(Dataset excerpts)

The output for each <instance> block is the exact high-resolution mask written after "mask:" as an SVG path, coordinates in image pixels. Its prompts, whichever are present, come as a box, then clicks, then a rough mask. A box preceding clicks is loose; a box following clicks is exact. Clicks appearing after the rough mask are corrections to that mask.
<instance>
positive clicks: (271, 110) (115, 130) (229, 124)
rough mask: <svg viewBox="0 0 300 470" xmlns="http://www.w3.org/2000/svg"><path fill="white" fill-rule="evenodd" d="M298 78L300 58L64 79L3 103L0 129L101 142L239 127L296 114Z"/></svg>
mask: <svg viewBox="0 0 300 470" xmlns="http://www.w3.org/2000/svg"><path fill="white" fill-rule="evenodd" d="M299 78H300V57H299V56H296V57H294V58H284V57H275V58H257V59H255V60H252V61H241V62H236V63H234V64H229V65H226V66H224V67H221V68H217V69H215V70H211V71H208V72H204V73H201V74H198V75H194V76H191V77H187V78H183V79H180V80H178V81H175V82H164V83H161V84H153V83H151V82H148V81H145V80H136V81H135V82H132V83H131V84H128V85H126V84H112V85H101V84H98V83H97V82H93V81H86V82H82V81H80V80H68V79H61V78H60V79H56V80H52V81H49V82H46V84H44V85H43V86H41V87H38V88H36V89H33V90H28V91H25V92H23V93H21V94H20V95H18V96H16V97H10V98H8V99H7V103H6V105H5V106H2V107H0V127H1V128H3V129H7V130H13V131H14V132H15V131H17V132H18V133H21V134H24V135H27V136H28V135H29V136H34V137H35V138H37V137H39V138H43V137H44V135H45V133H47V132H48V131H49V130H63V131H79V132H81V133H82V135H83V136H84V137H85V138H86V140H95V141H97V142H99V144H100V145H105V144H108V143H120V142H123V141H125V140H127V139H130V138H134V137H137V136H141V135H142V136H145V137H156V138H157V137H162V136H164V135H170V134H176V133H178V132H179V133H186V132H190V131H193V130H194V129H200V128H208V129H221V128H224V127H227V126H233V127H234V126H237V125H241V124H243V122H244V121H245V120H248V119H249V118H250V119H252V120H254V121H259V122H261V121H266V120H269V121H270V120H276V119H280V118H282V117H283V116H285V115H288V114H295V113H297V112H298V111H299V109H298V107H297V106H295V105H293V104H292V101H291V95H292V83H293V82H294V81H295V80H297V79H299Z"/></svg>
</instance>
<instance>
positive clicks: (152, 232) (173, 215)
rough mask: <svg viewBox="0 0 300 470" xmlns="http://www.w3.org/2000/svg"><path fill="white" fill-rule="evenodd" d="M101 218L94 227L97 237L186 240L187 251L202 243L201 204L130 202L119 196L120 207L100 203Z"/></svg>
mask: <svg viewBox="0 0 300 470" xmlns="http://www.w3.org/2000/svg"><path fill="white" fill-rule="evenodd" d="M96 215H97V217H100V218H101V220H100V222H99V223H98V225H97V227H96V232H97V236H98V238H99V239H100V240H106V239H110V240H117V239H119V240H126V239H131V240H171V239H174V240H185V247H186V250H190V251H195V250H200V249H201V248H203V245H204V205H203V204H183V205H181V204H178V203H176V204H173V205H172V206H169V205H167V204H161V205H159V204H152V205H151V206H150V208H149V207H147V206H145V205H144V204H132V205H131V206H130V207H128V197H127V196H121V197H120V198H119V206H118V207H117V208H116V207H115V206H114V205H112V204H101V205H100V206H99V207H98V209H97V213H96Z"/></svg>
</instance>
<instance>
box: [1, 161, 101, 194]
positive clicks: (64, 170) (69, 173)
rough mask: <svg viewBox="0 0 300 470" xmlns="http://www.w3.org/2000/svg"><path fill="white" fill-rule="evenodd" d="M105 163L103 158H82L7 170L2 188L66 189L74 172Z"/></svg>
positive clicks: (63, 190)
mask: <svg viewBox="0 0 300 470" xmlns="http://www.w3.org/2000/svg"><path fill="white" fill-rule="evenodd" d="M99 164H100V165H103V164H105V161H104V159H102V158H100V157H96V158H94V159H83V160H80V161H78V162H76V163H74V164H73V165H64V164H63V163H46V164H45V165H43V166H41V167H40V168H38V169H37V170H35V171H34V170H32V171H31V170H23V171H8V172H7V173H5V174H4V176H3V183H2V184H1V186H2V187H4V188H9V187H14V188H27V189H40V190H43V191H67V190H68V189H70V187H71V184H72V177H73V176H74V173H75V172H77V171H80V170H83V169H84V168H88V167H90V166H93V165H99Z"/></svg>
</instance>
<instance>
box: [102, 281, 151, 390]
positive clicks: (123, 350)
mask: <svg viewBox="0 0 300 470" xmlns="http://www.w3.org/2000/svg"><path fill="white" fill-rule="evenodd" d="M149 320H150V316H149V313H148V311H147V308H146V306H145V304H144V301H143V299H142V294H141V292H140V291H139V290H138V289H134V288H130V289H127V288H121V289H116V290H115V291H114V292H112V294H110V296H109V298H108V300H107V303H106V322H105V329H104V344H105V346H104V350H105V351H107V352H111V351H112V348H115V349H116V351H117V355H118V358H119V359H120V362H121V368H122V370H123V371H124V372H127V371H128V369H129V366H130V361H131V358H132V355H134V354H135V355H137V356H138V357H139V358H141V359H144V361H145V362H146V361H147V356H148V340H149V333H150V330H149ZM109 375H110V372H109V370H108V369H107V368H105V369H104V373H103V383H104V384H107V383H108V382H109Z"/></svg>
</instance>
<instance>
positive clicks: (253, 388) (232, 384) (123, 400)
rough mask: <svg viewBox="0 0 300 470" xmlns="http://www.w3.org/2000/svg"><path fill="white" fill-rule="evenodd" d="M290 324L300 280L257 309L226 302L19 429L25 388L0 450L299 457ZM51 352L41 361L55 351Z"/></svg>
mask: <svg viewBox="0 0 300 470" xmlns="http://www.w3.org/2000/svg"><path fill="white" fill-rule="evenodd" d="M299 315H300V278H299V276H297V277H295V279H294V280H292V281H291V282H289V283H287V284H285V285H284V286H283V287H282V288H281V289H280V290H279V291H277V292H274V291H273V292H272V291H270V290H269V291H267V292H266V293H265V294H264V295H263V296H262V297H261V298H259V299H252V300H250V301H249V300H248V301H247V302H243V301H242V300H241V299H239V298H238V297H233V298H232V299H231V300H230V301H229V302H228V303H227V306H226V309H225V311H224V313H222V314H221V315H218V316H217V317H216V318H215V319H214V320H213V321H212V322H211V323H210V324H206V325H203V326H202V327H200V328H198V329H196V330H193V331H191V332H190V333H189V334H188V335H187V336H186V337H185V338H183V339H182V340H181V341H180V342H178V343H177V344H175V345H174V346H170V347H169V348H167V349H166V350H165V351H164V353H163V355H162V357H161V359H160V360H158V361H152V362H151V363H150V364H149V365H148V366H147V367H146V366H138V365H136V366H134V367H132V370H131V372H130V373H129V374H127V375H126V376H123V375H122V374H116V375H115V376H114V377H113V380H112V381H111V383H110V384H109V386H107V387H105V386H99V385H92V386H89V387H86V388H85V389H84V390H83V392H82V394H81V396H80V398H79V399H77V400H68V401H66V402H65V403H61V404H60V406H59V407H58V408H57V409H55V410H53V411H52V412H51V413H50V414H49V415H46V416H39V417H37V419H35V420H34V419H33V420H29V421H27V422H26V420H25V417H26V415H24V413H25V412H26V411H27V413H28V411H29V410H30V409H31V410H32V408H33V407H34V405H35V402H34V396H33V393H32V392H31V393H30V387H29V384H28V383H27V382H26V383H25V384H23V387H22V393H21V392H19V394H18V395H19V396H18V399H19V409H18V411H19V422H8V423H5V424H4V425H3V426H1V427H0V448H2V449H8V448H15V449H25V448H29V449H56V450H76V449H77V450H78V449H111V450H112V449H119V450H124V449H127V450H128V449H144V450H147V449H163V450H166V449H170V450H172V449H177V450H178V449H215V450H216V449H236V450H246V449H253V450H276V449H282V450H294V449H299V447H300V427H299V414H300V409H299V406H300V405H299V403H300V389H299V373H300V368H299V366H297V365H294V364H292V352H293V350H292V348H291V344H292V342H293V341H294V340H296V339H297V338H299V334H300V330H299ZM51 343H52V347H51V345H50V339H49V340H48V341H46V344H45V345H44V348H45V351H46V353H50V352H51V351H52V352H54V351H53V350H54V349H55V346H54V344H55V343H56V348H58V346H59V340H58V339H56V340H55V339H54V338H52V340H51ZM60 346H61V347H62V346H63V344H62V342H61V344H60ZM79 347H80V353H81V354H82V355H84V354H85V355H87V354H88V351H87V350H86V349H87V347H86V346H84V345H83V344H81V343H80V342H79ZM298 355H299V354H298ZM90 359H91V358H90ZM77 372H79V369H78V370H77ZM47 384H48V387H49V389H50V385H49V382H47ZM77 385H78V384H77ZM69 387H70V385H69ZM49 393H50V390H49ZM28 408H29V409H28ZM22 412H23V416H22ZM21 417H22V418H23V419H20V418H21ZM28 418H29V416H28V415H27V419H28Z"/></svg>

## [Exercise details]
Rewrite everything from the start of the entries down to the line containing "78L300 58L64 79L3", switching "rough mask" to "coarse mask" throughout and leaving all else unchanged.

## [Exercise solution]
The output for each <instance> block is the exact high-resolution mask written after "mask:" as an SVG path, coordinates in image pixels. Its prompts, whichever are present, come as a box, then clicks, then a coarse mask. A box preceding clicks is loose; a box following clicks is exact. Clicks appearing after the coarse mask are corrections to that mask.
<instance>
positive clicks: (271, 110) (115, 130) (229, 124)
coarse mask: <svg viewBox="0 0 300 470" xmlns="http://www.w3.org/2000/svg"><path fill="white" fill-rule="evenodd" d="M298 78L300 58L64 79L3 103L0 129L101 142L239 127L296 114Z"/></svg>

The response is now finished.